All of the records should be given again exactly as they appear.

== MATERIAL FOR THE TASK

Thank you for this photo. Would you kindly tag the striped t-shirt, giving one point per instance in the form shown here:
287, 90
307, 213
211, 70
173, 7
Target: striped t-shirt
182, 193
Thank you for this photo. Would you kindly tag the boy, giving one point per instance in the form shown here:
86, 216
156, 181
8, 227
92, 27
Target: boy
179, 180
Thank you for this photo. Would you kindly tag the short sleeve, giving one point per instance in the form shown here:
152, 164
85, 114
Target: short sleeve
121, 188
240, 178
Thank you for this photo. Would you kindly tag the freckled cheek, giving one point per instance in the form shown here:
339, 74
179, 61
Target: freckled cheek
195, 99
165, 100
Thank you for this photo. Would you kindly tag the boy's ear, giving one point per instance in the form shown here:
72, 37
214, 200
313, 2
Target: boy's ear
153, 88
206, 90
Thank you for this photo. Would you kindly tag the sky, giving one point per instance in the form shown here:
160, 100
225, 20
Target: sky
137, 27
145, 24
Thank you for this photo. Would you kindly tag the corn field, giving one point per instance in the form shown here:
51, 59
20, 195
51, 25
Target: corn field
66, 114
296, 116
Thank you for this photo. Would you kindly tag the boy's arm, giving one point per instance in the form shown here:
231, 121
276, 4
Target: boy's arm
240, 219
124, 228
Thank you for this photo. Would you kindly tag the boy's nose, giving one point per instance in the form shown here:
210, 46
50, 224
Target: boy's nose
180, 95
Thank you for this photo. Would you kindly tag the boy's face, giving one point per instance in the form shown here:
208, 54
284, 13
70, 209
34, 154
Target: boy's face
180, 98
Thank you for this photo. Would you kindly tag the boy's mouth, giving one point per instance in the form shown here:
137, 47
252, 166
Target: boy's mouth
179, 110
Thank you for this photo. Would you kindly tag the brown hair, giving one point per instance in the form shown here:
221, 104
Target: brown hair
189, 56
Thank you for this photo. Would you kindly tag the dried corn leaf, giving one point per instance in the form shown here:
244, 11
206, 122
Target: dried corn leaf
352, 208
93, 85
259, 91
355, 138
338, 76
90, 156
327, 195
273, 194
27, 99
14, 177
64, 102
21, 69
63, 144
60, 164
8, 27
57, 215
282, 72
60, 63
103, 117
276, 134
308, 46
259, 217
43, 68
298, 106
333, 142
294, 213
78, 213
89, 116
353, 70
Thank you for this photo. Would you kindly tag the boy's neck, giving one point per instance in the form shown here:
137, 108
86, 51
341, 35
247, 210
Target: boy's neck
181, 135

====

=== RESPONSE TO THE EXERCISE ===
Thank you for this photo. Would you kindly tag the striped t-shirt, giving one point per instance in the form shown here:
287, 90
307, 213
211, 70
173, 7
Target: striped t-shirt
182, 193
Thank you for this photo. Would you kindly tag the boy, giving one point per instance in the form shown here:
86, 216
156, 181
8, 227
92, 27
Target: boy
179, 180
Thank you for this photo. Would you kindly tag the short sleeve, giving one point per instance in the form shown here:
152, 164
85, 114
Target: short sleeve
121, 188
240, 178
Thank you for this photo. Would you kindly tag the freckled cheek, giving one point per instance in the form shown here:
339, 74
179, 61
Target: freckled cheek
195, 99
165, 100
Thank you for this photo. Would you kindly tag the boy's ear, giving one point per instance in the form shown here:
72, 37
214, 200
313, 2
Target: boy's ear
153, 88
206, 90
Thank you for this photo. Would you kindly tag the sky, giving one point per instance in the form shown here:
160, 100
225, 20
Target: sky
137, 27
145, 24
Thank you for this photo. Would you kindly tag the corn field, giving one point per instance in the form shown here:
51, 59
20, 195
51, 25
Target: corn field
66, 114
296, 116
Thank you for this photo. Would you kindly tag the boy's arm, giving one point per instance in the form shown here:
231, 121
276, 4
Target: boy's arm
240, 219
124, 228
Thank you for this photo. Would you kindly tag the boy's nose, giving one point per instance in the form shown here:
210, 46
50, 224
Target: boy's nose
180, 95
Thank you for this photo. Would you kindly tag the boy's face, giving one point per instance in the form shown here:
208, 54
284, 13
70, 209
34, 154
Target: boy's face
180, 98
Thank you for this photo. Would you kindly tag the boy's mouth, giving one point per instance in the form shown here:
137, 47
252, 166
Target: boy's mouth
179, 110
Thank you for this photo. Would you kindly tag the brown hair, giving one point per instance in the form shown here:
221, 104
Target: brown hair
189, 56
Thank you for this photo. Would you kindly tag the dried corn leaf, giving one point per instance in the form shown here:
244, 11
206, 122
Target: dried corn leaf
352, 208
93, 85
259, 91
355, 138
338, 76
90, 156
327, 195
273, 194
27, 99
14, 177
64, 102
21, 69
63, 144
60, 164
8, 27
57, 215
282, 72
60, 63
103, 117
276, 134
308, 46
259, 217
43, 68
298, 106
333, 142
294, 213
78, 213
89, 116
353, 70
Thank you for this photo. Would you kindly tag the boy's neck, giving one point per instance in the form shown here:
137, 108
86, 51
341, 35
247, 210
Target: boy's neck
181, 135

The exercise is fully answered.